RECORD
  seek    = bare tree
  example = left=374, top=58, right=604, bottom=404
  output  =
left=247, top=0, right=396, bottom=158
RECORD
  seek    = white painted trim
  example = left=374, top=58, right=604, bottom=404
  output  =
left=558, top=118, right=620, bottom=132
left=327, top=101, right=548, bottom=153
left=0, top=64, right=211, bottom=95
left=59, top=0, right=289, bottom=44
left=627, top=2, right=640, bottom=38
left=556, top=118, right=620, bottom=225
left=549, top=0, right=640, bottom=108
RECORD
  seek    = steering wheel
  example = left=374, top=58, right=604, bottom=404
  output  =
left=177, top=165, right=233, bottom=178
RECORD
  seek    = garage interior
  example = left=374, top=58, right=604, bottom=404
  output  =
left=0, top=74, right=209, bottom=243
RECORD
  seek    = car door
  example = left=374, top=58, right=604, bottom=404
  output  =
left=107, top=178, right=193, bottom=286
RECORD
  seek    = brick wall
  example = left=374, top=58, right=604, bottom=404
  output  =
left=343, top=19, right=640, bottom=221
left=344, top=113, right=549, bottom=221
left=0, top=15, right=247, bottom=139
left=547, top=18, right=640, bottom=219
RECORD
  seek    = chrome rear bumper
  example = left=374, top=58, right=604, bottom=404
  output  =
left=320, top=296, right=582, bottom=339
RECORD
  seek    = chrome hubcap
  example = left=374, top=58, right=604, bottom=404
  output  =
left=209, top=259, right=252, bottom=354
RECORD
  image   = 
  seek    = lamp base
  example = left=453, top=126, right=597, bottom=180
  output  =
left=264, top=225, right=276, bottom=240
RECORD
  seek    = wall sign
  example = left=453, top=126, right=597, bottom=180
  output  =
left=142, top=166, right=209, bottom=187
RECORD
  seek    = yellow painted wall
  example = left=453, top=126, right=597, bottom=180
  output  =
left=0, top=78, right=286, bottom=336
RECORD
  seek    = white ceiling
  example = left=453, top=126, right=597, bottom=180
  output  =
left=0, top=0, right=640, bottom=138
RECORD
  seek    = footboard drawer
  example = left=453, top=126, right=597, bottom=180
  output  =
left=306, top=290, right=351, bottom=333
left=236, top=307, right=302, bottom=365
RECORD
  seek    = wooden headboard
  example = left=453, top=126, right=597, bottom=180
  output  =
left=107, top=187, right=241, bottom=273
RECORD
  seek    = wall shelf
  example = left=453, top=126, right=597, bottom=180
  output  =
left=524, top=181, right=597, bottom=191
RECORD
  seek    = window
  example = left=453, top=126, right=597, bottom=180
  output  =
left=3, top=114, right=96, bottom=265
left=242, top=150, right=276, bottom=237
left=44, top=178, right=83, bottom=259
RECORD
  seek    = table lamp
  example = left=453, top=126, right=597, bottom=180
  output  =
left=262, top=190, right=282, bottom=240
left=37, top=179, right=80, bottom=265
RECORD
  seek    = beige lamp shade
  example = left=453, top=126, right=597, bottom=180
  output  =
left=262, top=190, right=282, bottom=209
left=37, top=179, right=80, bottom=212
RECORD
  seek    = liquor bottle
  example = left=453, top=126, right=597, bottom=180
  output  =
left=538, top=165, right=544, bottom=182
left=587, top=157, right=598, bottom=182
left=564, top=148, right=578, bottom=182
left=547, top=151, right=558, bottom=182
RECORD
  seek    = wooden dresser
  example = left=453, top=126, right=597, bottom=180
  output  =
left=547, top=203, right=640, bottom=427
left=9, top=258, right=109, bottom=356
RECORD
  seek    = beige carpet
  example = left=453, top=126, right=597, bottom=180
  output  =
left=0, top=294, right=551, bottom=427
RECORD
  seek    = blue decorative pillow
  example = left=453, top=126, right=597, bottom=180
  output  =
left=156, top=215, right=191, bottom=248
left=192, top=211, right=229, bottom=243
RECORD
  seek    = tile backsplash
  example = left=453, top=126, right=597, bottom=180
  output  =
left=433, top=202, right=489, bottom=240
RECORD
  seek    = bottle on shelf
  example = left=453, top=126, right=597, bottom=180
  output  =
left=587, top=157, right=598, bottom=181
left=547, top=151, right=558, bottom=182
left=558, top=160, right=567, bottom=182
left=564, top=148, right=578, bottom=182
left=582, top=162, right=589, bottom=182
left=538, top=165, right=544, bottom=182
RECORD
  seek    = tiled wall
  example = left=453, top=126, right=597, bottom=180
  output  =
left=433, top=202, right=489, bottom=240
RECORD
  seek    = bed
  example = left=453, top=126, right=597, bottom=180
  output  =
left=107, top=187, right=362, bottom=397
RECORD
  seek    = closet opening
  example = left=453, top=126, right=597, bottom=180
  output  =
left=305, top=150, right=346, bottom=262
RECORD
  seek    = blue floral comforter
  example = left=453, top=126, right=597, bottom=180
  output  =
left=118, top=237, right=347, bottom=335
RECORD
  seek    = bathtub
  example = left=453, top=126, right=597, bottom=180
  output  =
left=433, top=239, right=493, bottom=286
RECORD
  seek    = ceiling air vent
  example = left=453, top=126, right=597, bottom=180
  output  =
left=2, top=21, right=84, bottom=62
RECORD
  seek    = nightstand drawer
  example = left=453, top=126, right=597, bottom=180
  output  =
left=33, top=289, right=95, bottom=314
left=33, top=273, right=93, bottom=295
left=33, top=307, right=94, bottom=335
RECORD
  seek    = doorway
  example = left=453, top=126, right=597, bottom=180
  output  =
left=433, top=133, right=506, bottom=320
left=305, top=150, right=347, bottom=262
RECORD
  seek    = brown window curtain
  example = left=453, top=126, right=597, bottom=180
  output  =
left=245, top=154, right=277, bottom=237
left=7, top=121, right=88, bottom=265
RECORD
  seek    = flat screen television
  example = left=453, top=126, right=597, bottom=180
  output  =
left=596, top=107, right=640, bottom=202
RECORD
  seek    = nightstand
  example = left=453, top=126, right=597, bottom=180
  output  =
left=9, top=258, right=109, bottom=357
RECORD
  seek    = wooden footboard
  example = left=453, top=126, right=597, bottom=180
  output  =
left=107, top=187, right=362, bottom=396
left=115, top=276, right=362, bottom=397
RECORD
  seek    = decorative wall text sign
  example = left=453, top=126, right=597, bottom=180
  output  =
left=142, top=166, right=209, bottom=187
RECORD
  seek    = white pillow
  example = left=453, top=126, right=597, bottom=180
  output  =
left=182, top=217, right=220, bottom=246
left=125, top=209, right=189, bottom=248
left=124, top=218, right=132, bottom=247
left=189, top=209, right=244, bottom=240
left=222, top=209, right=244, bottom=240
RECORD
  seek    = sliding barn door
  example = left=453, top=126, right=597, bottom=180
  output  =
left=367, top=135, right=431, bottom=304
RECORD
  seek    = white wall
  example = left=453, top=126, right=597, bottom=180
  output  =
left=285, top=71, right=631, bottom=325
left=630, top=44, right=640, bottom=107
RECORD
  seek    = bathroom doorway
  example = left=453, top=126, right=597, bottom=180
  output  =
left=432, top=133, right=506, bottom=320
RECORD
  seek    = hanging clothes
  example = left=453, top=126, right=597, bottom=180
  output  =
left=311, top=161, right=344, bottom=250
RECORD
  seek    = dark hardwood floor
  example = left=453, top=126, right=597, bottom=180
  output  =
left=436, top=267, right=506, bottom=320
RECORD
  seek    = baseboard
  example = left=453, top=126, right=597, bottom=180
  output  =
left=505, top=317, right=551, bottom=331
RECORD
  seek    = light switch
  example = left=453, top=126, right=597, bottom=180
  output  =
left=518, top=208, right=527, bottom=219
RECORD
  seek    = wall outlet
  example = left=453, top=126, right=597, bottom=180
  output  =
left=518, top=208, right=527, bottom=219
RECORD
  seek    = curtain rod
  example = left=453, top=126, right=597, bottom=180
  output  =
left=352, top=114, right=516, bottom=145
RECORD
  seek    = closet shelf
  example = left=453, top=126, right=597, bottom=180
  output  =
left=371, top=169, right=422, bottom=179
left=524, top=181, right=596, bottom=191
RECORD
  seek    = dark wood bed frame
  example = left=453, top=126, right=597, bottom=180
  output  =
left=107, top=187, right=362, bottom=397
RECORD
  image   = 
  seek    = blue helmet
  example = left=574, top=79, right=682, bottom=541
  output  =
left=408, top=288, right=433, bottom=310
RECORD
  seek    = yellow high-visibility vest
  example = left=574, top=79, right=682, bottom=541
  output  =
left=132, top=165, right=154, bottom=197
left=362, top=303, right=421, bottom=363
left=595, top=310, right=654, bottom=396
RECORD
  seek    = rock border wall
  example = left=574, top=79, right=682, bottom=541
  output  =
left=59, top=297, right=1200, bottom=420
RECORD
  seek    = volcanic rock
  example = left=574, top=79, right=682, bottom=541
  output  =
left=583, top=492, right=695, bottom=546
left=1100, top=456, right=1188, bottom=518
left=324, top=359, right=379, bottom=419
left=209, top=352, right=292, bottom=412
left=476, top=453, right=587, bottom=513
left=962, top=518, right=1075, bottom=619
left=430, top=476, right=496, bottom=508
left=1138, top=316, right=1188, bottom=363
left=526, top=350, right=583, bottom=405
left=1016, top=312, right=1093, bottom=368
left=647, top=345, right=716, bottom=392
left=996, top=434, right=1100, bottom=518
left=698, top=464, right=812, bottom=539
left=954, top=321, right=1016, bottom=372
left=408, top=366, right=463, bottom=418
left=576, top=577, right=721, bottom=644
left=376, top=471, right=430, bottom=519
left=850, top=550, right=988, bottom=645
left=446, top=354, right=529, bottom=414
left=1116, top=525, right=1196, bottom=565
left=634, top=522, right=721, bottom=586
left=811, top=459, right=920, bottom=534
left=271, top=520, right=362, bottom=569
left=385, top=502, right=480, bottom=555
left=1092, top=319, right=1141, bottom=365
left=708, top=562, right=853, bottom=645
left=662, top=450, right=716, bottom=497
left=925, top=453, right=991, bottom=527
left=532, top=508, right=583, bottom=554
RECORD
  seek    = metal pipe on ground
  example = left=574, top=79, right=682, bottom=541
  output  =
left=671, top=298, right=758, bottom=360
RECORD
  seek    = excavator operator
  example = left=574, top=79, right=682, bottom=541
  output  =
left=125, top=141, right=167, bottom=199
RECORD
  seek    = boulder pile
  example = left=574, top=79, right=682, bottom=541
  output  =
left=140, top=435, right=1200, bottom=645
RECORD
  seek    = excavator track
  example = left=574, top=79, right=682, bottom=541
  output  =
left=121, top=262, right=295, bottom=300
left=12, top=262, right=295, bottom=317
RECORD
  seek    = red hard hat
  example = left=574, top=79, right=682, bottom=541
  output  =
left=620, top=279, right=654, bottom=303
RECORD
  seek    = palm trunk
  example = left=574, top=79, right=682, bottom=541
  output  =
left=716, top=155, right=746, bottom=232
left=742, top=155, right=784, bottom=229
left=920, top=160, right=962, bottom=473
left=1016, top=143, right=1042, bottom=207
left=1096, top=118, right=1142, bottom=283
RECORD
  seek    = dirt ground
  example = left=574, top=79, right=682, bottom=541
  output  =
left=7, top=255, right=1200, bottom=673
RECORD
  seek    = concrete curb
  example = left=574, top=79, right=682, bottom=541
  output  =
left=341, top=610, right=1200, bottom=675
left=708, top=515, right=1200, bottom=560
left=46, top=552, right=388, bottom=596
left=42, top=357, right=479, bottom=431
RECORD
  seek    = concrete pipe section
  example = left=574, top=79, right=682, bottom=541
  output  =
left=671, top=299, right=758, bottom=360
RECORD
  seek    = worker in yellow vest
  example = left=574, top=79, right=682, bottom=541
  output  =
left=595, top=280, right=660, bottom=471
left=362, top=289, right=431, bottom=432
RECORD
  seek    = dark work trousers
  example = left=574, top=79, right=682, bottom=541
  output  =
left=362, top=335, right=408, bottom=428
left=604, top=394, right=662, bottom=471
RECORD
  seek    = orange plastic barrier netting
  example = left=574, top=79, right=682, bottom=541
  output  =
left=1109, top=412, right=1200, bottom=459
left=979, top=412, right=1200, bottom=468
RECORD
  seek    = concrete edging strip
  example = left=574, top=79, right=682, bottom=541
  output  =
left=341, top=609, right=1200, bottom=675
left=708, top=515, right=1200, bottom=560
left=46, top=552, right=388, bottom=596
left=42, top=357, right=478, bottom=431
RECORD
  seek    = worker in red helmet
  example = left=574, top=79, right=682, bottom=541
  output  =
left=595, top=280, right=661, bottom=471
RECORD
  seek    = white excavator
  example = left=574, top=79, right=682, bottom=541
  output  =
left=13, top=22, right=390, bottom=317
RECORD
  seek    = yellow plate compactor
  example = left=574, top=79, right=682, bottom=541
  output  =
--------------------------------------------------
What the exercise asks: Convert everything from the first line of the rows through the line containing "left=547, top=18, right=640, bottom=219", both ends included, into a JSON list of strings with one string per line, leaving out blank lines.

Worked answer:
[
  "RECORD",
  "  seek    = bare tree",
  "  example = left=374, top=58, right=604, bottom=404",
  "  output  =",
  "left=247, top=0, right=396, bottom=158",
  "RECORD",
  "  seek    = white painted trim",
  "  example = left=374, top=58, right=604, bottom=404",
  "  output  =",
  "left=558, top=118, right=620, bottom=132",
  "left=327, top=101, right=548, bottom=153",
  "left=0, top=64, right=211, bottom=95",
  "left=59, top=0, right=289, bottom=44",
  "left=627, top=2, right=640, bottom=38",
  "left=556, top=118, right=620, bottom=225",
  "left=549, top=0, right=640, bottom=108",
  "RECORD",
  "  seek    = steering wheel",
  "  example = left=374, top=58, right=604, bottom=404",
  "  output  =",
  "left=177, top=165, right=233, bottom=178",
  "RECORD",
  "  seek    = garage interior",
  "  example = left=374, top=58, right=604, bottom=404",
  "  output  =",
  "left=0, top=74, right=209, bottom=243",
  "RECORD",
  "  seek    = car door",
  "  example = left=374, top=58, right=604, bottom=404",
  "  output  =",
  "left=107, top=178, right=193, bottom=286",
  "RECORD",
  "  seek    = brick wall",
  "  example = left=374, top=58, right=604, bottom=404",
  "  output  =",
  "left=343, top=19, right=640, bottom=221",
  "left=344, top=113, right=549, bottom=221",
  "left=0, top=15, right=247, bottom=139",
  "left=547, top=18, right=640, bottom=219"
]